--- Start DOCUMENT PASSAGE ---

Datavault-UK / automate-dv

A free to use dbt package for creating and loading Data Vault 2.0 compliant Data Warehouses (powered by dbt, an open source data engineering tool, registered trademark of dbt Labs)
https://www.automate-dv.com
Apache License 2.0
509 stars 130 forks source link

[BUG] In PostgreSQL hashes are doubled in size #176

Closed dbaibakov closed 1 year ago

dbaibakov commented 1 year ago

Description In PostgreSQL when hash is calculated it is first converted to hex-string, upper-cased, and only then binary-encoded. As a result we have 32 bytes binary for storing 16-byte MD5, and 64-byte binary for storing SHA256. Here is a bit of code from my compiled model, just for illustration: with cte as ( select CAST(UPPER(MD5(CONCAT( COALESCE(NULLIF(UPPER(TRIM(CAST('iuagdfiusbdofusbdosibfor' AS VARCHAR))), ''), '^^') ))) AS BYTEA) AS hk ) select hk , encode(hk, 'hex') , length(hk) from cte

Seems we should first convert MD5-produced hex string into binary string with DECODE(MD5(...), 'hex'), and then convert the resutlt to BYTEA. There is also an additional behavior for SHA functions implemented in macros. The functions return binary strings as their results, but macros convert these binary strings to hex-strings, upper-case them, and then convert them to binary. So we have 2 unneeded conversions and doubling of size. Seems we shouldn't convert them to hex, just store the binaries we got from SHA functions.

In MS SQL implementation is right, hashes are calculated and stored as normal binaries, 16 and 32 bytes in size.

Environment

dbt version: 1.3.1 dbtvault version: 0.9.2 Database/Platform: docker image postgres:latest

To Reproduce Make a simple model, run it, check hash column size.

--- End DOCUMENT PASSAGE ---

◆ STATED TASK 1 ◆
Write out the bug report about PostgreSQL hash sizes in full, word for word.

--- Start DATASET ROWS ---

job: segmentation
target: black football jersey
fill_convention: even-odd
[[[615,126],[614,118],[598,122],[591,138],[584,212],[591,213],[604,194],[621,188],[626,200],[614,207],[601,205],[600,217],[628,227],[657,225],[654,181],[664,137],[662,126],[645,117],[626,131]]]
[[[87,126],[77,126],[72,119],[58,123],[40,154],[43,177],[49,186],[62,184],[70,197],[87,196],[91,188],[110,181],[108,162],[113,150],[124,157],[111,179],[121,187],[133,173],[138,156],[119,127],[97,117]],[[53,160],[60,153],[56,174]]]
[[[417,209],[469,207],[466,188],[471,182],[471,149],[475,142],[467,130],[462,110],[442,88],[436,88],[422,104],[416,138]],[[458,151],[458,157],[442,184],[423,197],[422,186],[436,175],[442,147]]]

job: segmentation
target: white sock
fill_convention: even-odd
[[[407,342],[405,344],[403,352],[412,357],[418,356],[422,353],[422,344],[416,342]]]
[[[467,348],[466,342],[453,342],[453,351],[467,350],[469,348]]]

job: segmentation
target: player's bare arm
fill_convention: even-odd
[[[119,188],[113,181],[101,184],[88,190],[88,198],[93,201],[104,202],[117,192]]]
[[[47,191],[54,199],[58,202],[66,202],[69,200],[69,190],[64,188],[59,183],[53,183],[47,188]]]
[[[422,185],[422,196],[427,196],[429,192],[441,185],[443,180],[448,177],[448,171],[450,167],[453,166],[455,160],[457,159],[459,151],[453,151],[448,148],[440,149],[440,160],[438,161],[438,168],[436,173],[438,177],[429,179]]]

--- End DATASET ROWS ---

◆ STATED TASK 2 ◆
Rewrite all of the records above, replacing every "even-odd" with "nonzero" and leaving everything else unchanged.

◆ TASK ANSWER 1 ◆
Datavault-UK / automate-dv

A free to use dbt package for creating and loading Data Vault 2.0 compliant Data Warehouses (powered by dbt, an open source data engineering tool, registered trademark of dbt Labs)
https://www.automate-dv.com
Apache License 2.0
509 stars 130 forks source link

[BUG] In PostgreSQL hashes are doubled in size #176

Closed dbaibakov closed 1 year ago

dbaibakov commented 1 year ago

Description In PostgreSQL when hash is calculated it is first converted to hex-string, upper-cased, and only then binary-encoded. As a result we have 32 bytes binary for storing 16-byte MD5, and 64-byte binary for storing SHA256. Here is a bit of code from my compiled model, just for illustration: with cte as ( select CAST(UPPER(MD5(CONCAT( COALESCE(NULLIF(UPPER(TRIM(CAST('iuagdfiusbdofusbdosibfor' AS VARCHAR))), ''), '^^') ))) AS BYTEA) AS hk ) select hk , encode(hk, 'hex') , length(hk) from cte

Seems we should first convert MD5-produced hex string into binary string with DECODE(MD5(...), 'hex'), and then convert the resutlt to BYTEA. There is also an additional behavior for SHA functions implemented in macros. The functions return binary strings as their results, but macros convert these binary strings to hex-strings, upper-case them, and then convert them to binary. So we have 2 unneeded conversions and doubling of size. Seems we shouldn't convert them to hex, just store the binaries we got from SHA functions.

In MS SQL implementation is right, hashes are calculated and stored as normal binaries, 16 and 32 bytes in size.

Environment

dbt version: 1.3.1 dbtvault version: 0.9.2 Database/Platform: docker image postgres:latest

To Reproduce Make a simple model, run it, check hash column size.

◆ TASK ANSWER 2 ◆
job: segmentation
target: black football jersey
fill_convention: nonzero
[[[615,126],[614,118],[598,122],[591,138],[584,212],[591,213],[604,194],[621,188],[626,200],[614,207],[601,205],[600,217],[628,227],[657,225],[654,181],[664,137],[662,126],[645,117],[626,131]]]
[[[87,126],[77,126],[72,119],[58,123],[40,154],[43,177],[49,186],[62,184],[70,197],[87,196],[91,188],[110,181],[108,162],[113,150],[124,157],[111,179],[121,187],[133,173],[138,156],[119,127],[97,117]],[[53,160],[60,153],[56,174]]]
[[[417,209],[469,207],[466,188],[471,182],[471,149],[475,142],[467,130],[462,110],[442,88],[436,88],[422,104],[416,138]],[[458,151],[458,157],[442,184],[423,197],[422,186],[436,175],[442,147]]]

job: segmentation
target: white sock
fill_convention: nonzero
[[[407,342],[405,344],[403,352],[412,357],[418,356],[422,353],[422,344],[416,342]]]
[[[467,348],[466,342],[453,342],[453,351],[467,350],[469,348]]]

job: segmentation
target: player's bare arm
fill_convention: nonzero
[[[119,188],[113,181],[101,184],[88,190],[88,198],[93,201],[104,202],[117,192]]]
[[[47,191],[54,199],[58,202],[66,202],[69,200],[69,190],[64,188],[59,183],[53,183],[47,188]]]
[[[422,185],[422,196],[427,196],[429,192],[441,185],[443,180],[448,177],[448,171],[450,167],[453,166],[455,160],[457,159],[459,151],[453,151],[448,148],[440,149],[440,160],[438,161],[438,168],[436,173],[438,177],[429,179]]]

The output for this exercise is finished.